--- ENTRIES SUPPLIED Enclosed Below ---

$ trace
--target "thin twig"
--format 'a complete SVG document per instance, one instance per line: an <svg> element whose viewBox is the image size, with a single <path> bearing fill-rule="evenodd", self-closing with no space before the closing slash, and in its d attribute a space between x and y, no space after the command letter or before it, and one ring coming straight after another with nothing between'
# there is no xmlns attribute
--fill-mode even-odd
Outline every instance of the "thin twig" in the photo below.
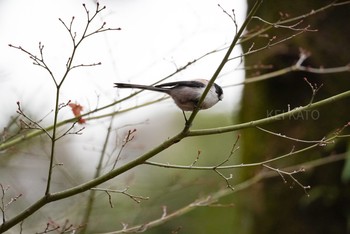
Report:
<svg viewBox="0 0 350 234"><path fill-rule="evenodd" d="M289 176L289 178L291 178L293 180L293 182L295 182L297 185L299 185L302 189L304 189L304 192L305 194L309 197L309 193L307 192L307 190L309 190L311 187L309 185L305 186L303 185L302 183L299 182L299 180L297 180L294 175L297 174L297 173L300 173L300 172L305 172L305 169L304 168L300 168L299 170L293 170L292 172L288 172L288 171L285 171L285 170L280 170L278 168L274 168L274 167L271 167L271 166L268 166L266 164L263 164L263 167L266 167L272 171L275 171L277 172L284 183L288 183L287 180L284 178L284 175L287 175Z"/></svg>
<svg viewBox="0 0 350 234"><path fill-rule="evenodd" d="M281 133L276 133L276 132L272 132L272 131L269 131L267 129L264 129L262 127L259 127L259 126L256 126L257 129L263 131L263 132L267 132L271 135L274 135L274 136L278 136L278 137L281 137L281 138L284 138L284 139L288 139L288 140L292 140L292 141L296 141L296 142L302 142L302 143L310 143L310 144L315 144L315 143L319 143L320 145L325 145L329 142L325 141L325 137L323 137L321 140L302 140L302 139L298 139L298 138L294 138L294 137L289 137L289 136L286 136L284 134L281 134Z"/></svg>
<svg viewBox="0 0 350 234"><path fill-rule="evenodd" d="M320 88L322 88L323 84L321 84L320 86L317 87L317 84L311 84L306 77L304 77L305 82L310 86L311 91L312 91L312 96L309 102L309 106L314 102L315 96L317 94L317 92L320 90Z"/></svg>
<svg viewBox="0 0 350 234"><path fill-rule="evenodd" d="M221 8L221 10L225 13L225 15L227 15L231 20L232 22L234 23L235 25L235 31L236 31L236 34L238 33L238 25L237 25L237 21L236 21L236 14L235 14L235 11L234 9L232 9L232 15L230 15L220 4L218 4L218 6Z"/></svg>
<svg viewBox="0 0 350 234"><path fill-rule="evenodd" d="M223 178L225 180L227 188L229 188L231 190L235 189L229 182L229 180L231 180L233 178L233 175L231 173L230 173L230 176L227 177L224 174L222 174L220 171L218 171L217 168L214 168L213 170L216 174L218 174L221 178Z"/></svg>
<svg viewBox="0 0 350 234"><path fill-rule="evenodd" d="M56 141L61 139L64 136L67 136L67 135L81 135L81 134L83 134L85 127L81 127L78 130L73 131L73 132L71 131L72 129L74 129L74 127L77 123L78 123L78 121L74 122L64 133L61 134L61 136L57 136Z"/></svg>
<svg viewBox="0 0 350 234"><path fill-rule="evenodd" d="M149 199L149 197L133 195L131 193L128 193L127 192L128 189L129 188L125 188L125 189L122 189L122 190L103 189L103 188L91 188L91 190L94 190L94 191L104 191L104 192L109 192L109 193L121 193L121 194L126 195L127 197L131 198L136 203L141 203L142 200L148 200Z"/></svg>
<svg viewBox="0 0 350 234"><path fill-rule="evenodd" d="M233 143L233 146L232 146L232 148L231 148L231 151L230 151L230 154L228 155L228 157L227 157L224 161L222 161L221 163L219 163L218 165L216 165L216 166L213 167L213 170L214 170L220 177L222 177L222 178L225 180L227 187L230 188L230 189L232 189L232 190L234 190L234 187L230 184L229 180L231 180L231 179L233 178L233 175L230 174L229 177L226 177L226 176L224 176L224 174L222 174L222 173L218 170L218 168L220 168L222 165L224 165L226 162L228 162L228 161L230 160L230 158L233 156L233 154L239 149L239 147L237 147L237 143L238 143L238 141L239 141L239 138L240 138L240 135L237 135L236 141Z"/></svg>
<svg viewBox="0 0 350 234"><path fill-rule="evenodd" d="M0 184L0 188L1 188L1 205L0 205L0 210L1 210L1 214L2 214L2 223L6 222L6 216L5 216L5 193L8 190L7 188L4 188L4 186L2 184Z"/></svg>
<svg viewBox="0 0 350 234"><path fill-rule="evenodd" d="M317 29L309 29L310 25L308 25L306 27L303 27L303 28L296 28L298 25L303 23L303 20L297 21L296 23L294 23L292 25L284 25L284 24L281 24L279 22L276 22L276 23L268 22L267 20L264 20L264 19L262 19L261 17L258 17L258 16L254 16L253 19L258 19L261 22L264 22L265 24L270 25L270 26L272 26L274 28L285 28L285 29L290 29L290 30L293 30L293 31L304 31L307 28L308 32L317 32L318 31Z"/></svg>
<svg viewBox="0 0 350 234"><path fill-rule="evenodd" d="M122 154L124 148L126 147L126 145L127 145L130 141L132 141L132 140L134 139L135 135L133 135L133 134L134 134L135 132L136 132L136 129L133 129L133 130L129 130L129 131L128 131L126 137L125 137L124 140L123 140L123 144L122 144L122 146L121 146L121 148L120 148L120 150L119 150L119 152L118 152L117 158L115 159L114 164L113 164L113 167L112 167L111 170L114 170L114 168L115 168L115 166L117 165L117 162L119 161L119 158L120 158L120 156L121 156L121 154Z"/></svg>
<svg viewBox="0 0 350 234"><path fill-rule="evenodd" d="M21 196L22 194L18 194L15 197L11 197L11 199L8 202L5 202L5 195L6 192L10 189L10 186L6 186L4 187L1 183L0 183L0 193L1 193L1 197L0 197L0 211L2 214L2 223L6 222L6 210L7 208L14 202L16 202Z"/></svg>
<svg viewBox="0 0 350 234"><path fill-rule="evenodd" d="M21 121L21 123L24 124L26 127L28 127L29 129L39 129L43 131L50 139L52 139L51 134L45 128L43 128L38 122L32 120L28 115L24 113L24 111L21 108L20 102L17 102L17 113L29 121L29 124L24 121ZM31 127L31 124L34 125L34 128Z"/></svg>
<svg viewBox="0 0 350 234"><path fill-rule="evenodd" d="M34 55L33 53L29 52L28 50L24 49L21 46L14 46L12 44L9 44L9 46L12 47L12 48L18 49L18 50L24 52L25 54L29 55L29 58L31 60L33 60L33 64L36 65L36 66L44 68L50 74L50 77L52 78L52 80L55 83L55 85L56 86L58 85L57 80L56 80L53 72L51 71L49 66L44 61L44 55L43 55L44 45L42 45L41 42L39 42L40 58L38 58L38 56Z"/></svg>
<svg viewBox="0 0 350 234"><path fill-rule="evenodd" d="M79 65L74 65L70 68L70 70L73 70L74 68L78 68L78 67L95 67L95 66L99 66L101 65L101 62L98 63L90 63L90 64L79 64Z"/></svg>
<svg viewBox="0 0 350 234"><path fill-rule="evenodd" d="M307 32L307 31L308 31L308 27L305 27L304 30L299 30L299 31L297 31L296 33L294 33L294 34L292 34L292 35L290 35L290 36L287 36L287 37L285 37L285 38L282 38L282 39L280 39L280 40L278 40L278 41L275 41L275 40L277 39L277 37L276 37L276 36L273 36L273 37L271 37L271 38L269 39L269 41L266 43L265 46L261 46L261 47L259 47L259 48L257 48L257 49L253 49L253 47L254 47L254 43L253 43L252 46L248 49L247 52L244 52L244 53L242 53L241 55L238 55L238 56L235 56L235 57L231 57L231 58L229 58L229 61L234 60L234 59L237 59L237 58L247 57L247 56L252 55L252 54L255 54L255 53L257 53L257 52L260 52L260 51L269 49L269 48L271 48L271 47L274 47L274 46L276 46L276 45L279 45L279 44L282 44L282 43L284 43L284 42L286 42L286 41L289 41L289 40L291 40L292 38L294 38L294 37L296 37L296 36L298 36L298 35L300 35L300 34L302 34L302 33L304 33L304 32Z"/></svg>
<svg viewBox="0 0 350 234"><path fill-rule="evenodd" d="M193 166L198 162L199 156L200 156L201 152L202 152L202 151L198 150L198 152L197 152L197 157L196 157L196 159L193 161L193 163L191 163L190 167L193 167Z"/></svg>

--- End of Enclosed ENTRIES SUPPLIED ---

● **THE TASK**: Within the listing above, give again exactly every line from the line with "# there is no xmlns attribute" through the line with "Outline every instance", both included, and no other line.

● **EXPECTED ANSWER**:
# there is no xmlns attribute
--fill-mode even-odd
Outline every instance of the "thin twig" in the photo below.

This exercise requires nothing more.